ОПИСАНИЕ ЗАДАНИЯ: Переведите на английский предложение из текста о войне римлян с герниками: «Надежды противников взойти на римский вал оказались тщетны – они были смяты и отступили».

ПРЕДОСТАВЛЕННЫЙ ТЕКСТ:

■ ■ ■ ■ ■ ■ ■

7. (1) Еще до того, как диктатор с новыми легионами напал на герников, римлянам под предводительством легата Гая Сульпиция выпал неожиданный успех. (2) Когда герники, обнадеженные гибелью консула, подошли к лагерю римлян в твердой надежде взять его приступом, воины, ободряемые легатом, в гневе и возмущении ринулись на них из лагеря. Надежды противников взойти на римский вал оказались тщетны – они были смяты и отступили. (3) А потом, с прибытием диктатора, новое войско объединяется со старым и силы удваиваются; сам диктатор, воздавши перед сходкой хвалу легату и воинам, защитившим своей доблестью лагерь, разом и вдохнул бодрость в тех, кто внимал заслуженным похвалам, и побудил остальных соревноваться с ними в доблести.

(4) Но и неприятель, готовясь к войне, не медлил: помня о недавнем успехе и зная уже о неприятельском подкреплении, он также умножает свои силы. Созывают всех, кто носит имя герника, всех, по возрасту способных носить оружие; набирают восемь особых когорт по четыреста человек, молодец к молодцу. (5) Этот отборный цвет молодежи вдобавок обнадежили и воодушевили, постановив платить им двойное жалованье; они были освобождены от воинских работ с тем, чтобы берегли силы для битвенного труда и помнили, что на них полагаются больше, чем на обычных бойцов; (6) даже в боевых порядках им назначили место вне строя, чтобы доблесть их была тем заметнее.

■ ■ ■ ■ ■ ■ ■

ИСХОДНЫЕ ДАННЫЕ:
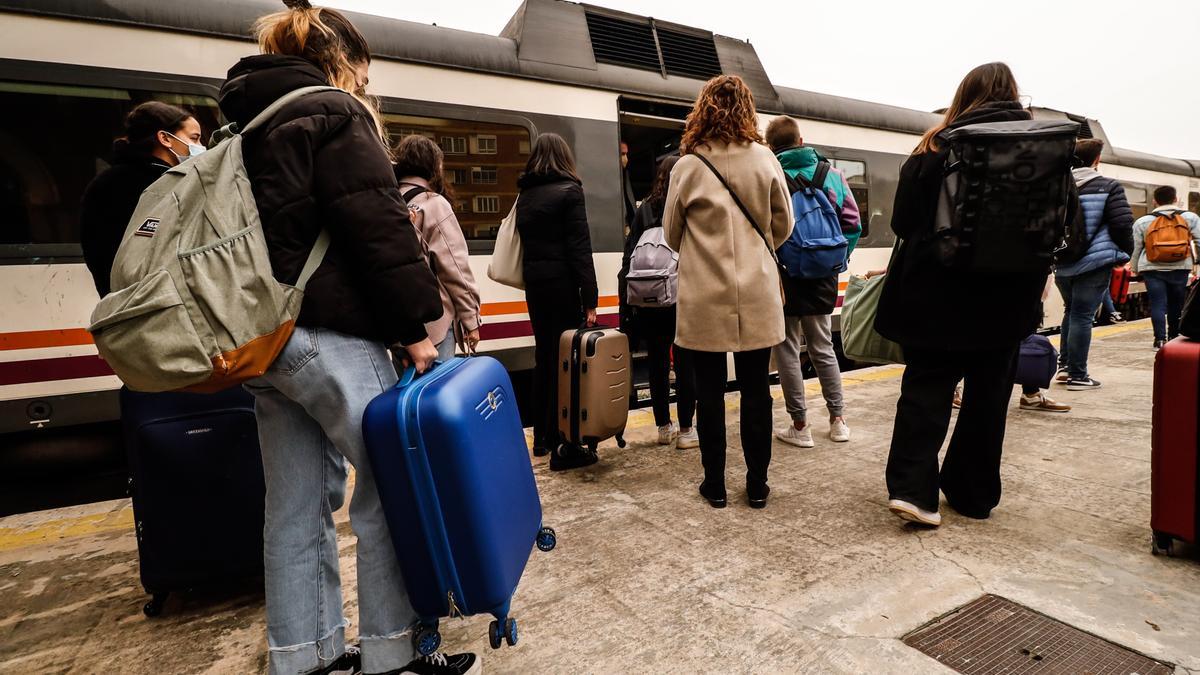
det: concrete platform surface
[0,323,1200,673]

■ ■ ■ ■ ■ ■ ■

ОТВЕТ НИЖЕ: The enemy's hopes of scaling the Roman rampart proved vain – they were crushed and fell back.